Copy out all the items below, changing each "Kindly provide" to "Please supply" and leaving everything else as it is.

====================

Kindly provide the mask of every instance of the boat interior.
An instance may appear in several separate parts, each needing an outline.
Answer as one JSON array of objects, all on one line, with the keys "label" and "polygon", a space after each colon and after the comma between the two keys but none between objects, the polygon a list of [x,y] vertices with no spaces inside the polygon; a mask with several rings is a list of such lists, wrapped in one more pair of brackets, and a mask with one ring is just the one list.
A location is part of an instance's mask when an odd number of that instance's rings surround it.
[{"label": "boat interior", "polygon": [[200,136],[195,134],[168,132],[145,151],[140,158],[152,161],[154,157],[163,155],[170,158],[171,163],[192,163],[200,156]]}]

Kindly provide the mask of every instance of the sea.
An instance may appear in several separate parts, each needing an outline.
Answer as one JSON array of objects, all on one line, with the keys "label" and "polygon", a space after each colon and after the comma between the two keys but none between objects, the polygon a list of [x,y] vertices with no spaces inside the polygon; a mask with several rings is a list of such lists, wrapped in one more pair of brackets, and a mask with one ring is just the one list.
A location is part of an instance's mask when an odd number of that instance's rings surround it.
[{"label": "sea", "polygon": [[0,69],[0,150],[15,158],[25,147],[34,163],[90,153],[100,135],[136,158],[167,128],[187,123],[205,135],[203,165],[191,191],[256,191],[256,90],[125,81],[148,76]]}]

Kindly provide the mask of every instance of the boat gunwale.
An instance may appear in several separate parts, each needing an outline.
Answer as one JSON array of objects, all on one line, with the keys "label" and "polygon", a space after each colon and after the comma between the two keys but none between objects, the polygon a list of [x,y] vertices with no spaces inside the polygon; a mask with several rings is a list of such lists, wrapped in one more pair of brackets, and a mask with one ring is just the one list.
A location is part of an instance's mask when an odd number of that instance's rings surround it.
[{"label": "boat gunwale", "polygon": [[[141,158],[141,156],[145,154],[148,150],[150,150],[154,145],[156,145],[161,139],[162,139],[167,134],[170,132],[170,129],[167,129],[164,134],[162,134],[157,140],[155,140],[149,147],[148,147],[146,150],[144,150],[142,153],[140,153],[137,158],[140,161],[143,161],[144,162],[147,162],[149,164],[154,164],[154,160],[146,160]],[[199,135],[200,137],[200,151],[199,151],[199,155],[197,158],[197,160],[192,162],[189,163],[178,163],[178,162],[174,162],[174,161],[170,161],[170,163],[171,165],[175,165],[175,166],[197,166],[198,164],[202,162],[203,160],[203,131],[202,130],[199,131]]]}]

====================

## RESPONSE TO THIS TASK
Please supply the mask of every instance of the boat interior.
An instance may appear in several separate parts, each needing an outline.
Answer as one JSON array of objects, all on one line, with the keys "label" and "polygon", a space after each colon and after the comma between the two keys but none between objects, the polygon a list of [x,y] vertices with no spaces inside the polygon; a mask with several rings is a list of such lists, wrapped in one more pair of brackets, and a mask with one ring is just the one list.
A location is part of an instance's mask when an odd number of that instance's rings surround it.
[{"label": "boat interior", "polygon": [[200,136],[195,134],[168,132],[145,151],[140,158],[152,161],[154,157],[163,155],[170,158],[171,163],[192,163],[200,156]]}]

Please supply the mask of every instance of the sea.
An instance may appear in several separate parts, each needing an outline.
Answer as one JSON array of objects, all on one line, with the keys "label" and "polygon", a space after each colon and after the comma between the two keys but none between objects, the polygon a list of [x,y] vertices with no spaces inside the polygon; a mask with several rings is a list of such lists, wrapped in one more pair of brackets, and a mask with one ring is just the one list.
A location is part of an instance's mask when an odd number of that instance's rings surround it.
[{"label": "sea", "polygon": [[0,69],[0,150],[15,158],[25,147],[34,163],[90,153],[100,135],[136,158],[167,128],[187,123],[205,135],[203,165],[191,191],[256,191],[256,90],[125,81],[148,76]]}]

Please supply the mask of every instance of the boat gunwale.
An instance may appear in several separate parts, each needing an outline.
Answer as one JSON array of objects, all on one line, with the keys "label" and "polygon", a space after each colon and after the comma between the two keys but none between objects, the polygon a list of [x,y] vertices with no spaces inside the polygon; a mask with several rings is a list of such lists, wrapped in one more pair of brackets, and a mask with one ring is just the one list.
A location is part of an instance's mask when an odd number of that instance's rings surround it.
[{"label": "boat gunwale", "polygon": [[[141,158],[141,156],[145,154],[148,150],[150,150],[154,145],[156,145],[161,139],[162,139],[167,134],[170,132],[170,129],[167,129],[164,134],[162,134],[157,140],[155,140],[149,147],[148,147],[146,150],[144,150],[142,153],[140,153],[137,158],[140,161],[143,161],[144,162],[147,162],[149,164],[154,164],[154,160],[146,160]],[[199,135],[200,137],[200,151],[199,151],[199,155],[197,158],[197,160],[192,162],[189,163],[178,163],[178,162],[174,162],[174,161],[170,161],[170,163],[171,165],[175,165],[175,166],[197,166],[198,164],[202,162],[203,160],[203,131],[202,130],[199,131]]]}]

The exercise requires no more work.